WORK REQUEST ::
The entries that follow need to be reproduced exactly, minus any images.

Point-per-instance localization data
Start of Block

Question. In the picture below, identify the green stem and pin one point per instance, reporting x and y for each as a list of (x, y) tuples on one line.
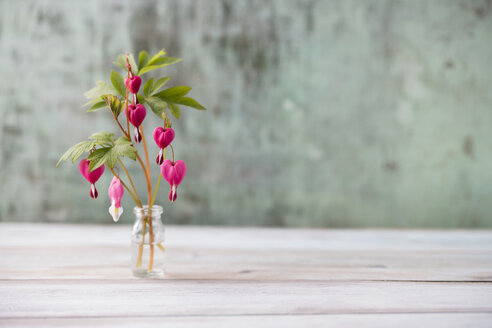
[(131, 182), (126, 187), (158, 182)]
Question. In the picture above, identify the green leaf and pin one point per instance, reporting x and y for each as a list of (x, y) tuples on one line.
[(158, 63), (118, 83), (159, 83), (143, 59), (175, 110), (102, 137), (190, 102), (157, 105), (148, 87), (173, 93), (76, 151), (97, 106), (98, 158), (109, 155), (133, 64), (121, 63), (102, 88), (114, 103), (161, 53), (152, 87)]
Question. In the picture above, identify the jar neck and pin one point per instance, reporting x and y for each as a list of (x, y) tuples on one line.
[(144, 212)]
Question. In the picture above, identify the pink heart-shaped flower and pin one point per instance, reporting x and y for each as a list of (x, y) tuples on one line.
[(115, 192), (174, 174), (93, 176), (136, 114), (163, 137), (134, 84)]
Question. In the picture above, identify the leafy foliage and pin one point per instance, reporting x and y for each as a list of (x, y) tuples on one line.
[(121, 63), (118, 83), (104, 149), (102, 88), (157, 61), (114, 104), (109, 154), (77, 150), (152, 87), (172, 98)]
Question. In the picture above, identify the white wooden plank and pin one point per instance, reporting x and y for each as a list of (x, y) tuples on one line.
[(449, 320), (78, 251), (79, 298)]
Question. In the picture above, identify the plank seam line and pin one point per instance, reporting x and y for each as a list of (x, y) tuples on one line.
[(248, 314), (225, 281)]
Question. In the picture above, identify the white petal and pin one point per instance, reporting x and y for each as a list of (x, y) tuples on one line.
[(115, 212)]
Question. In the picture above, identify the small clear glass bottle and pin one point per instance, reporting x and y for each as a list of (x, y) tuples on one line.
[(148, 242)]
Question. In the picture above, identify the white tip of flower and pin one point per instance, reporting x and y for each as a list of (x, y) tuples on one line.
[(115, 212)]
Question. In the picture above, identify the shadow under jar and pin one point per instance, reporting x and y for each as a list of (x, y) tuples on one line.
[(148, 242)]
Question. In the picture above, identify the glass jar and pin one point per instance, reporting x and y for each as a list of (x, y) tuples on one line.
[(148, 242)]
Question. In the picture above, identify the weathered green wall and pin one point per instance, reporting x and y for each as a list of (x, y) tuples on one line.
[(321, 113)]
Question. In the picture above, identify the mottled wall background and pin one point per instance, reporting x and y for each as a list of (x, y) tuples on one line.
[(321, 113)]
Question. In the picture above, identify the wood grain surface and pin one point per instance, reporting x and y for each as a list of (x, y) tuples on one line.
[(78, 275)]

End of Block

REPLY TO THE TASK ::
Question. In the picture below, identify the green stem and pin one point per instance, reporting x and y for each as a list of (x, y) tuples on one line.
[(131, 182), (126, 187), (158, 182)]
Question. In the picture above, identify the green leaf and pin one point per instance, reporting x and y for each as a list of (x, y) tuples on one line.
[(158, 63), (118, 83), (159, 83), (143, 59), (175, 110), (102, 137), (190, 102), (157, 105), (148, 87), (173, 93), (76, 151), (97, 106), (98, 158), (109, 155), (133, 64), (121, 63), (102, 88), (114, 103), (161, 53), (152, 87)]
Question. In the picture above, identify the jar neck and pin one point per instance, reporting x and y for each as a list of (x, y) tuples on one line.
[(144, 212)]
Question. In the picture above, identify the pink heart-shaped flower and pin one point per instance, reporting x and y for each as a list of (x, y) tuples on one line.
[(115, 192), (174, 174), (93, 176), (136, 114), (163, 137), (134, 84)]
Question. In the picture above, identify the leafy foliage and pin one point per instance, reporting x and y for each as a list of (x, y) tuples on one line.
[(121, 63), (118, 83), (104, 149), (102, 88), (157, 61), (114, 104), (109, 154), (77, 150), (152, 87), (172, 98)]
Question. In the picture above, identify the white wooden plank and pin one point per instance, reporting x and y for each as a list of (x, y) tuples on one line.
[(449, 320), (78, 251), (79, 298)]
Question. In the picture above, identify the plank seam line and pin one point per instance, reporting x and y for each as a list of (x, y) tuples on one line.
[(248, 314), (225, 281)]
Question. In the picture above, identify the white petal and pin one point per instance, reporting x and y for each as a list of (x, y) tuples on one line.
[(115, 212)]
Question. In the picture above, identify the small clear glass bottle and pin one point per instance, reporting x and y for each as a list of (x, y) tuples on one line.
[(148, 242)]
Question. In the picture above, identify the white tip of flower and pin one point per instance, reporting x and y for each as a list of (x, y) tuples on one line.
[(115, 212)]
Question. In the picture above, identify the shadow under jar and pin one point per instance, reporting x and y for each as a list of (x, y) tuples on one line.
[(148, 242)]
Question. In the picture above, identify the glass jar and pin one point per instance, reporting x and y for each as a list of (x, y) tuples on one line.
[(148, 242)]
Question. In the picture above, identify the weathered green wall and pin one point per instance, reporting x and y for each as a list of (x, y) tuples on one line.
[(321, 113)]
Question. In the picture above, identify the mottled wall background and pin one point per instance, reporting x and y for each as a list of (x, y) tuples on one line.
[(321, 113)]
Question. In the picture above, identify the wood grain surface and pin one point per instance, reporting x and y for each as a list of (x, y) tuples on one line.
[(78, 275)]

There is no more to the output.